» **TASK 1**:
Please pick out every line of the entries below that contains the string "surface". Case matters.

» **SELECTED PASSAGE**:
● ● ● ● ●

About the student life yes we are pampered here in India but due to our Parents sacrifices we have larger popluation of adults completing grad school today unlike the US.We cannot take that for granted for sure. I understand all you say as I have gone thru all the GRE, TSE, scholarship of 10K$+ was planning to borrow 20K$ from Dad for a Grad school in MA. My Visa got rejected and I thanked GOD. It was just too much sacrifice for me to handle. Since then my life here has become cushier with a great job that I love. Now I prefer to travel and come back.Yes but my life has taught me a lot here itself in India only in a different way.
Yummy looking burgers.
And excellent write up. Brought back so many old memories of life as PIGS (Poor indian grad student) though I’m very proud of that part of my life and the word isnt so funny anymore. We used to live on Ramen noodles (18c a packet) and if eating in the cafeteria it would be just soup (93c) OR a slice of cheese pizza (1.03). I cant believe I remember all this after 10 years.

● ● ● ● ●

» **TASK 2**:
Reproduce the whole passage on student life above, word for word.

● ● ● ● ●

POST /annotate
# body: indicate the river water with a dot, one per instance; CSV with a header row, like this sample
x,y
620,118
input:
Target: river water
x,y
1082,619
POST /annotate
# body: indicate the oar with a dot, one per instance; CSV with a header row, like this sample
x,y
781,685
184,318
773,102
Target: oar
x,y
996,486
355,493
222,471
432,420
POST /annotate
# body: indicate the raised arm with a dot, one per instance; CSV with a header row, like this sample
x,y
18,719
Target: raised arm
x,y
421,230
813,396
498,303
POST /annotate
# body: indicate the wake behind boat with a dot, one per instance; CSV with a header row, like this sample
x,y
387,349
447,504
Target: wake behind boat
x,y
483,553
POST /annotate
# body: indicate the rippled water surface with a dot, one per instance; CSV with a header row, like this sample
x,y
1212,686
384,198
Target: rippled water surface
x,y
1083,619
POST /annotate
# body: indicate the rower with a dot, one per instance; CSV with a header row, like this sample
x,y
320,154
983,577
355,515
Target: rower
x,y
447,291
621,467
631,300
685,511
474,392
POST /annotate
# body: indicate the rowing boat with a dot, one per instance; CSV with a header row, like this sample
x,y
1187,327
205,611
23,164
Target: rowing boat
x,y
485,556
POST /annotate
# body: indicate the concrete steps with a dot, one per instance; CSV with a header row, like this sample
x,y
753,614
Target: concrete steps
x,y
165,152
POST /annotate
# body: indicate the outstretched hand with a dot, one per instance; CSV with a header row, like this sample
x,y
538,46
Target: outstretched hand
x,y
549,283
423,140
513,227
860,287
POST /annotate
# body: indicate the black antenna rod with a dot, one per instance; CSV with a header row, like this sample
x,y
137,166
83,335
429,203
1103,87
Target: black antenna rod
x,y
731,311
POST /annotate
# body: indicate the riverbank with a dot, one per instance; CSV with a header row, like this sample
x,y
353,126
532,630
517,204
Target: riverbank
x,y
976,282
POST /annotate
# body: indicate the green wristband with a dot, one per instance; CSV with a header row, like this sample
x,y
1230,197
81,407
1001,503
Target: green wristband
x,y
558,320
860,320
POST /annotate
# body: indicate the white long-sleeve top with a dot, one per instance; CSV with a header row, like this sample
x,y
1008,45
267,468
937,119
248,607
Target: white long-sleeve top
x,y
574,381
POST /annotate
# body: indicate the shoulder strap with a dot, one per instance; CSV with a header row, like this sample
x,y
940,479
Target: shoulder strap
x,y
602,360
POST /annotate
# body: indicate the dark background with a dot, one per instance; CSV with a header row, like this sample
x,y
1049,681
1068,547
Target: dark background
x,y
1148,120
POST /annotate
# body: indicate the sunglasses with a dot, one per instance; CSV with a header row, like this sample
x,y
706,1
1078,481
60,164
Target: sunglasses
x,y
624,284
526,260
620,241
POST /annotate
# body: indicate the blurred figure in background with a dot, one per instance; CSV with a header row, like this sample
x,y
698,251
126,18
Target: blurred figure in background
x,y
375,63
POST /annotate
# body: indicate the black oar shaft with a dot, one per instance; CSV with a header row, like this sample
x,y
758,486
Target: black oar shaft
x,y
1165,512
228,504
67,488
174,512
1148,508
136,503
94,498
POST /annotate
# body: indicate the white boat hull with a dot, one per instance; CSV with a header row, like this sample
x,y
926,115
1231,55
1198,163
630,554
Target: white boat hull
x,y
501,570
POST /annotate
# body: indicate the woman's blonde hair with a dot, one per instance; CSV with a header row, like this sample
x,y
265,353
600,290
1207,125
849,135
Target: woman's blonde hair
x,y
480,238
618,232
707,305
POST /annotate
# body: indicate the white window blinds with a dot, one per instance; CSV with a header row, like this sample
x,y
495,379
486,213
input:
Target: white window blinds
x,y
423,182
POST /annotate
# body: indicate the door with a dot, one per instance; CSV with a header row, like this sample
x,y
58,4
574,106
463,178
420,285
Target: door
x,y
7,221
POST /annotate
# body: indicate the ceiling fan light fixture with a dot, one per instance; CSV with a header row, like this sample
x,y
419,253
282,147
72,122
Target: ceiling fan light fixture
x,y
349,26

● ● ● ● ●

» **TASK SOLUTION 1**:
# body: indicate the rippled water surface with a dot, one per instance; CSV with a header row, like this sample
Target: rippled water surface

» **TASK SOLUTION 2**:
About the student life yes we are pampered here in India but due to our Parents sacrifices we have larger popluation of adults completing grad school today unlike the US.We cannot take that for granted for sure. I understand all you say as I have gone thru all the GRE, TSE, scholarship of 10K$+ was planning to borrow 20K$ from Dad for a Grad school in MA. My Visa got rejected and I thanked GOD. It was just too much sacrifice for me to handle. Since then my life here has become cushier with a great job that I love. Now I prefer to travel and come back.Yes but my life has taught me a lot here itself in India only in a different way.
Yummy looking burgers.
And excellent write up. Brought back so many old memories of life as PIGS (Poor indian grad student) though I’m very proud of that part of my life and the word isnt so funny anymore. We used to live on Ramen noodles (18c a packet) and if eating in the cafeteria it would be just soup (93c) OR a slice of cheese pizza (1.03). I cant believe I remember all this after 10 years.